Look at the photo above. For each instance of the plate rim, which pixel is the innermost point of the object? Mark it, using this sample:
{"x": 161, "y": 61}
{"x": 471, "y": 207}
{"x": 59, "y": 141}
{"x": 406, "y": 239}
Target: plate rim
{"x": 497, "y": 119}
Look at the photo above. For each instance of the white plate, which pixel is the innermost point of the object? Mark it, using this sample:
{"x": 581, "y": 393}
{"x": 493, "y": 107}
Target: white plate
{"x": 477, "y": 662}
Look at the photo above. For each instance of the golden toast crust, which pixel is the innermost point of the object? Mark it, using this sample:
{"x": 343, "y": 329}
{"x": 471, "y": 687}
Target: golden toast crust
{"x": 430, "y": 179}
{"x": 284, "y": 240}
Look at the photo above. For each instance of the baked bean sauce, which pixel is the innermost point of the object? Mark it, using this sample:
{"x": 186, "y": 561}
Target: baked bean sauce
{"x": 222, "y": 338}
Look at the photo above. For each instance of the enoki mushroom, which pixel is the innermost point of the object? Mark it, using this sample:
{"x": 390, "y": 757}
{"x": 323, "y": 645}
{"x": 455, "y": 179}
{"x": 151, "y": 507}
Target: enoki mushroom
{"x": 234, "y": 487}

|---|

## Exercise directions
Rewrite all the records above, changing "innermost point" to "central point" and leaving everything else as it is.

## Problem solution
Look at the photo above. For each instance of the plate rim, which pixel is the central point of the object? Mark it, using this sample:
{"x": 161, "y": 61}
{"x": 471, "y": 207}
{"x": 59, "y": 141}
{"x": 406, "y": 239}
Target: plate rim
{"x": 497, "y": 119}
Look at the photo above. For each instance of the white plate, which pixel is the central point of the object? Mark it, using this sample:
{"x": 581, "y": 393}
{"x": 493, "y": 107}
Target: white plate
{"x": 477, "y": 662}
Look at the photo above. For each instance of the golden toast crust, which pixel is the central point of the object? Mark it, using this sample:
{"x": 343, "y": 329}
{"x": 471, "y": 687}
Target: golden toast crust
{"x": 430, "y": 179}
{"x": 284, "y": 240}
Look at the photo above. For each instance of the baked bean sauce, which pixel is the central point of the object? Mark it, using this sample:
{"x": 186, "y": 561}
Target: baked bean sauce
{"x": 222, "y": 338}
Look at the photo above. For each instance of the enoki mushroom, which pixel is the central point of the object? Mark it, using this sample:
{"x": 390, "y": 757}
{"x": 323, "y": 645}
{"x": 455, "y": 179}
{"x": 151, "y": 507}
Target: enoki mushroom
{"x": 234, "y": 487}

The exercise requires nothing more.